GOAL OF THE EXERCISE
Would you count how many lines of the entries below include the word "resolution"? Give nothing but the number.

Saved entries
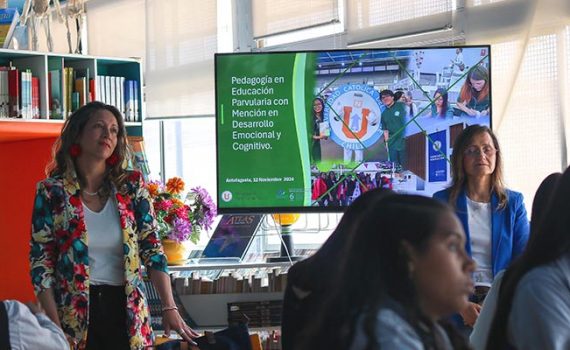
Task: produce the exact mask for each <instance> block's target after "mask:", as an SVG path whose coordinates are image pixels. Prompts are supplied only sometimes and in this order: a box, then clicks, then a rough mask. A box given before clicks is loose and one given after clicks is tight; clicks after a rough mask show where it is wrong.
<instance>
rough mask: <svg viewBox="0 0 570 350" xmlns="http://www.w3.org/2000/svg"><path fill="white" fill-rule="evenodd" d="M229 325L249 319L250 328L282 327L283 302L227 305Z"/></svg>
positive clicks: (266, 300) (247, 322)
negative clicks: (264, 327)
mask: <svg viewBox="0 0 570 350" xmlns="http://www.w3.org/2000/svg"><path fill="white" fill-rule="evenodd" d="M227 307H228V324H230V325H231V324H236V323H239V322H242V320H243V319H244V316H245V317H246V318H247V320H248V321H247V323H248V327H251V328H255V327H277V326H280V325H281V318H282V315H283V300H264V301H238V302H231V303H228V304H227Z"/></svg>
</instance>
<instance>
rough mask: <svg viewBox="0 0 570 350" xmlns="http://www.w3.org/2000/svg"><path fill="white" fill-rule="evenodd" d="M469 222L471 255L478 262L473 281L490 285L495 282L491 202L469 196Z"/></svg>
mask: <svg viewBox="0 0 570 350" xmlns="http://www.w3.org/2000/svg"><path fill="white" fill-rule="evenodd" d="M467 222H468V226H469V237H470V239H471V257H472V258H473V260H475V262H476V263H477V269H476V270H475V272H474V273H473V282H475V285H476V286H487V287H490V286H491V283H493V262H492V255H491V254H492V245H491V232H492V228H491V203H480V202H475V201H472V200H471V199H469V197H467Z"/></svg>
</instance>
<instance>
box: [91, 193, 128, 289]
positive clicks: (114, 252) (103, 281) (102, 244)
mask: <svg viewBox="0 0 570 350" xmlns="http://www.w3.org/2000/svg"><path fill="white" fill-rule="evenodd" d="M111 198H112V196H111V197H109V199H108V200H107V203H105V207H103V209H102V210H101V211H100V212H98V213H97V212H94V211H92V210H91V209H89V208H88V207H87V206H86V205H85V204H83V212H84V215H85V228H86V229H87V237H88V239H89V271H90V272H89V281H90V283H91V284H108V285H112V286H122V285H124V284H125V261H124V254H123V231H122V230H121V224H120V220H119V209H118V208H117V205H116V203H115V201H114V200H112V199H111Z"/></svg>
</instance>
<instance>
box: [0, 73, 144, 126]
mask: <svg viewBox="0 0 570 350" xmlns="http://www.w3.org/2000/svg"><path fill="white" fill-rule="evenodd" d="M96 83H97V89H96V87H95V84H96ZM48 87H49V88H48V98H49V101H48V103H49V118H50V119H65V118H67V117H69V115H71V113H73V112H74V111H76V110H77V109H78V108H79V107H81V106H83V105H85V104H86V103H88V102H91V101H101V102H104V103H107V104H111V105H113V106H115V107H117V109H119V111H120V112H121V113H123V115H124V116H125V120H126V121H140V118H139V107H138V106H139V98H138V95H139V83H138V81H136V80H127V79H125V78H124V77H110V76H97V77H96V78H95V79H94V78H93V77H92V76H91V75H90V71H89V68H78V69H75V68H73V67H65V68H63V69H55V70H50V71H49V72H48ZM96 91H99V92H100V96H96ZM0 118H23V119H39V118H45V116H41V98H40V80H39V78H38V77H36V76H33V75H32V71H31V70H30V69H26V70H19V69H18V68H16V67H14V66H12V65H11V64H10V66H0Z"/></svg>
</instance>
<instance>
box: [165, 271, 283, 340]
mask: <svg viewBox="0 0 570 350" xmlns="http://www.w3.org/2000/svg"><path fill="white" fill-rule="evenodd" d="M290 266H291V263H290V262H273V263H265V262H243V263H221V264H214V263H192V264H188V265H184V266H169V270H170V272H171V274H172V276H173V278H174V279H176V278H179V277H180V275H181V273H182V272H187V273H188V272H195V271H197V272H200V271H202V272H204V271H215V270H222V271H226V272H227V271H234V272H235V271H243V270H251V271H252V272H255V271H258V270H260V269H264V270H267V269H275V268H277V269H280V270H285V269H287V268H289V267H290ZM187 273H186V276H184V277H186V278H188V274H187ZM283 287H284V286H283ZM283 294H284V290H281V291H268V292H249V293H214V294H178V296H179V298H180V301H181V302H182V304H183V305H184V308H185V309H186V310H187V311H188V314H189V315H190V317H191V318H192V320H193V321H194V322H195V323H196V327H197V328H199V329H216V328H223V327H227V326H228V307H227V305H228V303H240V302H266V301H267V302H269V301H276V300H278V301H281V300H283ZM261 328H262V329H277V328H279V327H278V326H267V327H261Z"/></svg>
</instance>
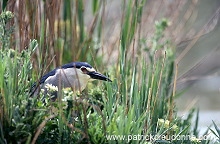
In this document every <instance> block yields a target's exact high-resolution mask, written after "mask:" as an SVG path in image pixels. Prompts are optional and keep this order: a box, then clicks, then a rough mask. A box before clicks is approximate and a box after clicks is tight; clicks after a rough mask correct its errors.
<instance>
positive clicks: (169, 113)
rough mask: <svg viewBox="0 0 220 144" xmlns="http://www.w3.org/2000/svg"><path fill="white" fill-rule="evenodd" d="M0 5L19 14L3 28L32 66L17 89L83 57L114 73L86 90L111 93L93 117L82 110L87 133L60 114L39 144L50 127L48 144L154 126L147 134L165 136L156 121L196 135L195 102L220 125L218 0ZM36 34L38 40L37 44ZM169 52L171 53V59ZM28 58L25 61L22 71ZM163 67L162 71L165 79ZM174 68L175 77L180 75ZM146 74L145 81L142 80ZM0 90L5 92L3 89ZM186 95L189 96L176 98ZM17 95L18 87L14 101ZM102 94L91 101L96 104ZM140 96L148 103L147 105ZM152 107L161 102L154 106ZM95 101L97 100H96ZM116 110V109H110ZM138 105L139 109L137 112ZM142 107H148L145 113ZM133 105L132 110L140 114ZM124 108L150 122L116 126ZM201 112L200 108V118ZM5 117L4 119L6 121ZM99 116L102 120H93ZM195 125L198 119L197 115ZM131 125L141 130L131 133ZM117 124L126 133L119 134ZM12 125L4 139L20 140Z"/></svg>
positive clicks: (27, 84) (148, 121)
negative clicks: (15, 96) (97, 131)
mask: <svg viewBox="0 0 220 144" xmlns="http://www.w3.org/2000/svg"><path fill="white" fill-rule="evenodd" d="M0 4H1V8H0V11H1V12H3V9H6V10H9V11H11V12H13V14H14V18H12V19H11V20H10V21H9V22H8V23H7V25H6V29H7V30H8V31H9V29H10V28H11V27H13V32H12V33H9V34H10V40H9V41H7V42H8V43H10V44H9V46H8V47H7V48H10V49H12V50H16V52H17V53H18V54H19V53H21V54H22V53H24V51H25V52H26V53H25V54H24V55H25V58H26V60H27V61H25V60H24V61H25V62H26V63H27V65H28V64H30V63H31V69H29V70H28V69H24V71H25V72H27V73H28V72H31V73H30V74H29V73H28V74H27V77H25V78H26V79H24V81H25V82H24V83H23V84H24V87H25V88H24V87H22V86H21V87H20V88H23V89H28V87H29V86H30V85H31V83H33V82H34V81H37V80H38V79H39V78H40V77H41V76H42V75H44V74H45V73H47V72H49V71H50V70H52V69H53V68H56V67H58V66H60V65H62V64H65V63H69V62H72V61H86V62H88V63H90V64H91V65H92V66H94V67H95V68H96V70H97V71H99V72H101V73H104V74H106V75H110V77H111V78H112V79H113V80H114V82H113V84H105V83H104V84H103V83H101V82H95V84H94V83H93V85H92V86H88V87H89V88H88V89H86V92H85V93H86V94H85V95H87V96H94V95H95V96H97V97H98V96H99V98H100V97H102V99H104V98H106V99H104V100H103V101H102V100H101V99H99V100H100V101H101V103H102V105H106V109H104V110H103V114H100V113H99V112H98V111H99V110H97V109H95V108H94V109H95V111H97V112H96V113H94V114H93V115H90V116H91V117H90V116H88V117H89V118H88V120H87V119H86V118H85V115H86V114H88V113H86V114H85V113H84V114H83V115H84V116H82V118H83V117H84V118H85V119H84V120H82V126H81V127H80V125H79V126H78V128H79V129H80V130H81V129H82V131H78V129H74V128H73V127H71V126H70V125H68V124H67V123H65V122H64V120H63V119H62V118H63V116H61V115H62V112H61V114H59V115H58V117H56V118H57V119H58V120H59V122H61V124H62V125H59V124H57V122H55V121H51V122H48V124H47V125H46V126H45V128H44V133H41V135H40V136H39V139H38V140H39V141H38V142H39V143H40V142H42V141H41V140H43V139H44V138H46V137H48V135H47V134H48V133H47V132H50V131H51V130H54V133H51V135H53V136H54V137H57V139H58V140H56V139H55V140H54V139H53V138H52V137H51V139H50V138H48V141H47V142H49V141H51V143H52V142H53V141H52V140H54V142H60V141H61V140H64V139H65V136H66V138H73V139H74V140H76V139H77V140H78V141H79V142H82V141H83V142H92V143H95V142H106V141H105V139H102V138H101V137H104V135H105V134H106V133H107V134H129V133H141V131H142V130H143V127H142V126H143V125H144V126H145V128H146V127H148V128H149V127H150V130H149V131H147V132H145V133H149V132H152V131H153V132H154V133H160V134H161V133H163V132H165V131H166V128H164V129H163V130H159V129H158V127H157V126H156V124H157V119H158V118H163V119H168V120H170V122H172V124H179V125H178V126H179V128H180V130H179V131H178V132H176V133H183V134H184V133H185V134H186V133H187V134H189V133H191V134H192V133H193V134H195V135H197V136H198V130H197V128H198V125H197V124H196V125H193V124H192V125H190V129H191V130H189V129H187V128H188V126H189V123H191V118H192V115H193V114H192V113H191V112H193V111H195V110H192V109H191V108H193V107H194V106H195V104H197V105H196V106H198V107H200V108H201V110H210V109H211V110H214V113H213V114H212V112H213V111H208V112H207V113H208V114H210V113H211V114H212V116H214V117H213V118H212V119H210V117H209V121H208V122H207V123H206V124H205V126H208V125H210V124H211V123H212V121H211V120H215V122H216V124H217V125H218V124H219V121H218V119H219V117H218V113H215V112H216V111H219V109H220V107H219V104H218V103H219V102H220V99H219V84H220V83H219V66H220V63H219V61H220V51H219V33H220V32H219V13H220V7H219V6H220V2H219V1H218V0H215V1H211V2H210V1H208V0H201V1H197V0H177V1H175V0H163V1H160V0H156V1H155V0H149V1H144V0H142V1H141V0H140V1H138V0H136V1H129V0H122V1H117V0H114V1H110V0H103V1H98V0H92V1H90V0H84V1H83V0H66V1H61V0H45V1H43V0H18V1H16V0H3V1H1V2H0ZM164 18H165V19H164ZM34 39H35V40H36V41H34V42H33V40H34ZM36 43H37V44H36ZM30 44H31V45H30ZM36 45H37V46H36ZM34 46H36V47H34ZM31 47H32V48H35V50H34V51H33V52H29V51H31V50H29V49H30V48H31ZM3 48H6V46H5V47H2V49H3ZM164 51H166V58H165V56H164V55H165V54H164ZM16 56H17V55H16ZM3 57H5V56H3ZM21 59H22V55H21ZM5 61H6V60H5ZM13 62H14V60H13V61H12V63H13ZM25 62H24V63H21V64H20V67H21V69H22V66H23V65H24V64H26V63H25ZM177 64H178V70H177V69H176V67H177ZM14 68H16V67H14ZM145 68H146V69H145ZM160 71H162V74H161V76H160ZM168 73H169V74H168ZM175 73H176V74H175ZM177 73H178V77H177V78H176V80H175V76H177ZM145 75H146V77H145ZM154 77H155V79H154ZM15 78H17V77H15ZM143 78H146V79H144V81H142V80H143ZM26 81H27V83H26ZM28 82H30V84H29V83H28ZM6 83H8V82H6ZM94 85H98V86H100V87H101V89H103V90H100V89H99V90H97V89H95V90H94V91H92V92H91V91H90V90H89V89H90V88H92V87H94ZM176 87H177V91H176ZM1 90H3V91H4V90H5V89H4V88H2V87H1ZM145 91H146V93H144V92H145ZM22 92H24V91H22ZM151 92H152V101H153V102H152V103H149V105H150V106H149V105H148V101H150V100H151V97H149V95H151ZM182 92H184V93H183V94H181V96H179V93H182ZM149 93H150V94H149ZM158 93H159V94H158ZM19 94H20V93H18V92H16V91H15V92H14V93H13V94H12V97H11V98H14V96H15V95H16V96H19ZM23 94H24V93H23ZM90 94H91V95H90ZM2 95H4V94H2ZM20 95H21V94H20ZM24 95H25V94H24ZM26 95H27V94H26ZM132 96H133V97H132ZM138 96H140V99H139V97H138ZM172 96H173V97H176V99H175V100H176V101H177V105H175V103H174V102H173V101H174V99H172ZM3 97H4V96H3ZM97 97H95V98H94V99H93V100H92V101H88V103H90V104H91V103H92V105H93V104H94V101H95V100H96V99H97ZM9 98H10V97H9ZM26 98H27V96H26ZM141 98H142V99H141ZM144 98H145V99H144ZM128 99H129V100H128ZM108 100H109V101H108ZM33 101H35V100H33ZM133 101H134V103H133ZM140 101H145V102H146V103H147V104H143V103H140ZM163 101H164V103H163ZM35 102H36V101H35ZM154 102H155V103H154ZM98 103H99V102H98ZM103 103H104V104H103ZM105 103H106V104H105ZM107 103H109V105H108V104H107ZM139 103H140V104H139ZM165 103H168V104H167V105H166V104H165ZM172 103H173V105H172ZM80 104H82V103H80ZM111 104H112V105H111ZM116 104H118V105H119V106H117V105H116ZM155 104H157V105H158V107H156V108H154V107H155ZM94 105H97V103H96V102H95V104H94ZM107 105H108V106H109V107H107ZM111 107H114V108H115V110H114V111H113V110H112V109H111ZM149 107H150V108H149ZM176 107H177V108H180V109H179V110H181V111H187V114H185V116H188V118H187V120H186V121H184V120H183V119H181V120H179V119H178V118H177V117H176V115H177V109H176ZM34 108H36V107H35V105H33V106H31V107H30V110H32V109H34ZM44 108H45V107H44ZM137 108H140V109H138V110H137ZM141 108H143V109H144V110H146V112H147V115H146V114H145V113H144V112H143V111H144V110H141ZM151 108H152V109H151ZM12 109H13V108H12ZM12 109H11V110H12ZM79 109H80V110H81V112H85V110H84V108H83V106H79ZM132 109H135V112H136V114H135V115H133V113H132V112H133V111H132ZM190 109H191V111H190ZM17 111H19V110H17ZM21 111H22V110H21ZM152 111H153V112H152ZM189 111H190V112H189ZM113 112H115V114H114V116H113V115H111V116H110V118H109V117H108V116H109V115H110V113H113ZM151 112H152V114H151ZM188 112H189V115H188ZM8 113H10V112H8ZM12 113H16V110H14V109H13V110H12V112H11V116H9V117H11V118H13V116H14V114H13V116H12ZM20 113H22V112H20ZM121 113H123V114H124V117H126V116H127V117H129V116H130V117H131V119H132V120H133V121H136V122H137V123H139V121H141V120H142V121H143V120H145V121H146V123H145V124H142V123H139V124H140V126H139V127H138V126H134V125H132V124H131V125H130V129H129V128H128V129H123V128H121V127H120V125H123V124H124V125H125V123H123V124H122V119H121V121H120V120H119V122H118V123H117V122H116V120H115V119H116V118H117V117H120V114H121ZM201 113H202V112H201V111H200V115H201ZM207 113H206V114H207ZM1 114H2V113H1ZM32 114H33V113H32ZM34 114H35V113H34ZM34 114H33V116H35V118H39V122H36V121H34V122H33V121H32V122H31V123H32V124H30V125H32V126H30V125H29V126H30V127H31V128H30V132H29V133H28V134H27V135H25V134H24V135H22V138H23V137H24V138H23V139H21V142H23V141H27V142H30V141H33V138H34V136H36V132H37V128H39V127H38V126H39V125H40V124H42V121H43V120H44V116H45V115H47V113H40V112H39V113H38V114H36V115H34ZM103 115H104V117H102V116H103ZM36 116H37V117H36ZM50 116H51V115H49V116H48V117H50ZM98 116H101V117H98ZM121 116H123V115H121ZM54 117H55V116H54ZM54 117H53V118H54ZM4 118H5V117H3V116H1V119H4ZM67 118H68V117H67ZM201 118H203V115H201ZM13 119H14V118H13ZM103 119H105V120H106V123H104V120H103ZM119 119H120V118H119ZM132 120H131V121H132ZM2 121H3V120H2ZM9 121H10V120H9ZM17 121H19V122H20V121H21V120H20V119H19V120H17ZM88 121H91V123H90V124H91V125H86V124H85V123H86V122H88ZM94 121H97V123H95V124H94ZM131 121H130V123H131ZM26 122H27V120H26V119H24V120H23V123H26ZM29 122H30V121H28V123H29ZM127 123H129V120H128V121H127ZM130 123H129V124H130ZM196 123H198V121H197V120H196ZM3 124H4V123H3ZM10 125H11V122H9V123H6V126H10ZM92 125H93V126H94V127H92ZM191 126H192V127H191ZM3 127H4V126H3ZM76 127H77V126H76ZM97 127H99V128H100V127H102V128H103V129H104V130H102V129H101V128H100V130H97V131H98V132H97V133H96V134H94V135H92V136H91V134H92V133H94V132H95V128H97ZM105 127H107V129H105ZM115 127H117V128H115ZM133 127H135V128H133ZM71 128H72V130H70V129H71ZM114 128H115V129H114ZM132 128H133V129H135V130H136V131H135V130H134V131H132ZM25 129H26V128H25ZM120 129H123V130H121V131H120ZM192 129H193V130H192ZM4 130H5V129H4ZM7 130H8V131H7V132H10V131H13V132H11V133H10V134H9V135H7V134H6V135H5V137H7V138H10V136H11V137H12V138H15V137H19V135H17V133H19V130H22V128H20V127H19V126H18V125H16V124H14V125H11V128H9V129H7ZM16 130H17V131H16ZM26 130H27V129H26ZM16 132H17V133H16ZM170 133H172V131H171V132H169V134H170ZM173 133H175V132H173ZM74 134H75V135H74ZM73 135H74V136H73ZM13 136H15V137H13ZM89 136H90V137H89ZM92 137H95V138H97V139H92ZM84 138H85V139H86V140H85V139H84ZM22 140H23V141H22ZM173 142H176V141H173ZM207 143H208V142H207Z"/></svg>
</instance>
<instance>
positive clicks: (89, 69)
mask: <svg viewBox="0 0 220 144" xmlns="http://www.w3.org/2000/svg"><path fill="white" fill-rule="evenodd" d="M86 70H87V71H89V72H93V71H95V69H94V68H86Z"/></svg>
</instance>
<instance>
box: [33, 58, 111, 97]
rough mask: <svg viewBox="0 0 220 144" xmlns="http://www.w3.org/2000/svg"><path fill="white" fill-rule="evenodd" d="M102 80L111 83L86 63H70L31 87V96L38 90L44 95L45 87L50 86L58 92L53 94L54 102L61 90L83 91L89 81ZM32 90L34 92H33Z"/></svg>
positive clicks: (45, 88)
mask: <svg viewBox="0 0 220 144" xmlns="http://www.w3.org/2000/svg"><path fill="white" fill-rule="evenodd" d="M95 79H98V80H104V81H109V82H112V81H111V80H110V79H109V78H108V77H106V76H104V75H102V74H100V73H98V72H96V70H95V69H94V68H93V67H92V66H91V65H90V64H88V63H86V62H72V63H68V64H65V65H63V66H60V67H58V68H56V69H54V70H52V71H50V72H49V73H47V74H46V75H44V76H43V77H42V78H41V79H40V81H39V86H38V87H37V83H35V84H34V85H33V86H32V94H33V95H37V94H38V93H39V90H40V89H43V90H44V94H46V93H47V92H48V90H47V85H48V84H50V85H52V86H54V87H56V88H57V89H58V90H57V91H55V92H54V93H53V95H54V98H52V100H55V99H56V98H57V92H58V91H59V90H60V89H61V88H62V89H63V88H71V89H72V90H73V91H82V90H84V89H85V87H86V84H87V82H88V81H89V80H95ZM33 89H34V90H33Z"/></svg>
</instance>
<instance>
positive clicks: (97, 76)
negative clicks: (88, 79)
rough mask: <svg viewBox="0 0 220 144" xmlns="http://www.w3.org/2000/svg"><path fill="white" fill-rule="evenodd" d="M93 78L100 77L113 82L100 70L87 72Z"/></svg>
mask: <svg viewBox="0 0 220 144" xmlns="http://www.w3.org/2000/svg"><path fill="white" fill-rule="evenodd" d="M87 74H88V75H89V76H90V77H91V78H92V79H98V80H104V81H109V82H112V80H110V79H109V78H108V77H106V76H104V75H102V74H100V73H98V72H95V71H94V72H88V73H87Z"/></svg>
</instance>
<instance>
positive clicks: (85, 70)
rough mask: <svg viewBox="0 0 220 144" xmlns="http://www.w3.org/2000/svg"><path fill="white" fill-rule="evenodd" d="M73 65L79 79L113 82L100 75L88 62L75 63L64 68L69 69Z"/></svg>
mask: <svg viewBox="0 0 220 144" xmlns="http://www.w3.org/2000/svg"><path fill="white" fill-rule="evenodd" d="M69 65H71V66H72V67H73V68H75V69H76V70H77V75H78V77H79V79H83V78H88V77H89V80H96V79H97V80H103V81H108V82H112V81H111V80H110V79H109V78H108V77H107V76H104V75H102V74H100V73H98V72H97V71H96V70H95V69H94V68H93V67H92V66H91V65H90V64H88V63H86V62H73V63H70V64H66V65H63V66H62V68H66V67H69Z"/></svg>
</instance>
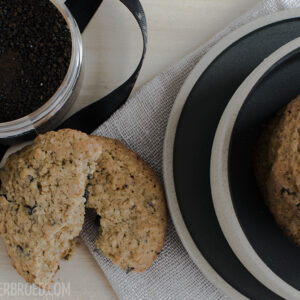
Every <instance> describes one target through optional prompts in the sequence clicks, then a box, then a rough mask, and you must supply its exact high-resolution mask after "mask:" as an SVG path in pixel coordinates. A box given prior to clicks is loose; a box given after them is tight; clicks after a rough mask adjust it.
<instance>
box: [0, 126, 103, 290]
mask: <svg viewBox="0 0 300 300" xmlns="http://www.w3.org/2000/svg"><path fill="white" fill-rule="evenodd" d="M100 154H101V147H100V146H99V143H97V141H96V140H95V139H93V138H90V137H89V136H88V135H86V134H84V133H81V132H78V131H75V130H70V129H66V130H60V131H58V132H48V133H46V134H44V135H40V136H38V137H37V138H36V139H35V140H34V142H33V144H32V145H30V146H27V147H26V148H24V149H22V150H21V151H19V152H17V153H15V154H13V155H11V156H10V157H9V158H8V160H7V162H6V164H5V166H4V167H3V169H1V170H0V180H1V187H0V195H1V196H0V234H1V236H2V237H3V239H4V241H5V245H6V249H7V253H8V255H9V257H10V258H11V263H12V265H13V266H14V267H15V268H16V269H17V271H18V272H19V274H20V275H21V276H23V278H24V279H25V280H26V281H27V282H29V283H35V284H37V285H38V286H40V287H41V288H44V289H49V286H50V284H51V283H52V282H53V277H54V275H55V273H56V272H57V270H58V269H59V259H60V258H63V257H64V256H67V255H68V254H69V253H70V252H71V248H72V240H73V239H74V238H75V237H76V236H78V235H79V233H80V231H81V228H82V225H83V221H84V211H85V207H84V203H85V202H86V198H85V197H86V192H85V187H86V183H87V177H88V176H91V174H93V172H94V170H95V161H96V160H97V159H98V158H99V156H100Z"/></svg>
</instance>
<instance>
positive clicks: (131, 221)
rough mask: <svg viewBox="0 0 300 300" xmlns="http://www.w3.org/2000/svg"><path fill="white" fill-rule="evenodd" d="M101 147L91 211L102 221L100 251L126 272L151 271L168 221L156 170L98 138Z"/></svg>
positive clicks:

RESPONSE TO THIS TASK
2